> [EXTRAIT DU TEXTE]
* * * * *
Un verrou est une variable, qui peut être dans deux états:

1. Libre (déverrouillé, disponible): aucun thread ne possède le verrou.
2. Occupée (acquis, verrouillé): exactement un thread possède le verrou et se trouve dans une section critique du programme.

On constate en premier lieu que dans l'interface POSIX un verrou est un `mutex`{.language-c} pour **mutual exclusion**.

La syntaxe pour le verrouillage/déverrouillage du verrou est très simple.
Lorsque que `pthread_mutex_lock()`{.language-c} est appelé dans un thread, le fil d'exécution tente
d'acquérir le verrou. S'il y parvient (cela veut dire qu'aucun autre thread ne l'a verrouillé)
il devient le **propriétaire** du verrou, celui-ci entre dans l'état occupé (c'est pour cela que nous passons
**la référence** au verrou à `pthread_mutex_lock()`{.language-c}),
et le thread entre dans une section critique.
S'il n'y parvient pas, il va rester bloqué dans cette fonction, jusqu'à ce
qu'il puisse acquérir le verrou.
* * * * *
> [INFORMATIONS FOURNIES]
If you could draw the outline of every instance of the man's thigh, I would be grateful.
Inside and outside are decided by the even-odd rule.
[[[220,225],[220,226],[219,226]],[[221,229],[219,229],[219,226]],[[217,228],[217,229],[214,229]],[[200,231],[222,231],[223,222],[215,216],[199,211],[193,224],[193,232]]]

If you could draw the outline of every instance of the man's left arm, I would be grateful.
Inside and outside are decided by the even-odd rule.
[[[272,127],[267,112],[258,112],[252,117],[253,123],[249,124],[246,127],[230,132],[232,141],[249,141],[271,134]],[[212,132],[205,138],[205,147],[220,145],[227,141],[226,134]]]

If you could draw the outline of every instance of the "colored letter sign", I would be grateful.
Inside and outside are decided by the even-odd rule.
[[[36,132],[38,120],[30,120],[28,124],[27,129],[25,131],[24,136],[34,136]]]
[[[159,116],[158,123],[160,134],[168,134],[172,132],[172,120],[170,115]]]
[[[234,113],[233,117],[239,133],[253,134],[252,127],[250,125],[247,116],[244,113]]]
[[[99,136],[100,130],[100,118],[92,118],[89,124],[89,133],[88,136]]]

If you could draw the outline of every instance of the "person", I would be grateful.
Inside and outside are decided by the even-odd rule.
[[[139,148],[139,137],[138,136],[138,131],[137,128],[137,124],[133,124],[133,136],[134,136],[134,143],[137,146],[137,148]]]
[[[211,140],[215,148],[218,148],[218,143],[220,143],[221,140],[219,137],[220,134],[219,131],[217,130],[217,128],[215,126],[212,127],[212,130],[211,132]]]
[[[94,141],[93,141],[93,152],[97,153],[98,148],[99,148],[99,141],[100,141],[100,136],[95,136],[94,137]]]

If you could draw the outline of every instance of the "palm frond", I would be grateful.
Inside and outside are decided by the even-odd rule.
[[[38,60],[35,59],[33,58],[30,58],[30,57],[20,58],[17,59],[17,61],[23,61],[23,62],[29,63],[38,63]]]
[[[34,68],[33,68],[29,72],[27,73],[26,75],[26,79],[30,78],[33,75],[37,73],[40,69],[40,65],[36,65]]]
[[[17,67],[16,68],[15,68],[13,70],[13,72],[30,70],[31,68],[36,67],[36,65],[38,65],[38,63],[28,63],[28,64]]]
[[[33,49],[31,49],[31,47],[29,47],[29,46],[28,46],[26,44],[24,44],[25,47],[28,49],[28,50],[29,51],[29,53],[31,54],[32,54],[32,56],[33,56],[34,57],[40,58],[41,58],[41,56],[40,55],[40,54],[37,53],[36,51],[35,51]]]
* * * * *
> [LISTE DES TÂCHES]
1) Pouvez-vous reproduire mot pour mot le passage du texte sur les verrous qui commence par « Un verrou est une » et se poursuit jusqu'à « pour **mutual exclusion**. » ?
2) Pouvez-vous reprendre le texte sur les verrous et en écrire la suite à partir de sa dernière phrase ?

> [RÉPONSES DANS L'ORDRE]
1)
Un verrou est une variable, qui peut être dans deux états:

1. Libre (déverrouillé, disponible): aucun thread ne possède le verrou.
2. Occupée (acquis, verrouillé): exactement un thread possède le verrou et se trouve dans une section critique du programme.

On constate en premier lieu que dans l'interface POSIX un verrou est un `mutex`{.language-c} pour **mutual exclusion**.

2)
Quand le propriétaire d'un verrou (il doit l'avoir verrouillé avant),
appelle la fonction `pthread_mutex_unlock()`{.language-c},
à la fin d'une section critique. Un autre thread peut donc en devenir le propriétaire
et entrer dans sa section critique. Il n'y a aucune garantie quant à l'ordre
de l'acquisition du verrou par plusieurs threads, si plusieurs sont en attente
à leur fonction `pthread_mutex_lock()`{.language-c}. En revanche,
si aucun fil d'exécution n'attend pour devenir propriétaire du verrou,
il passe dans l'état libre (c'est pour cela que nous passons
**la référence** au verrou à `pthread_mutex_lock()`{.language-c}).

On peut également noter qu'un verrou n'est rien d'autre qu'une variable.
On peut donc en définir différents tout au long de l'exécution d'un programme.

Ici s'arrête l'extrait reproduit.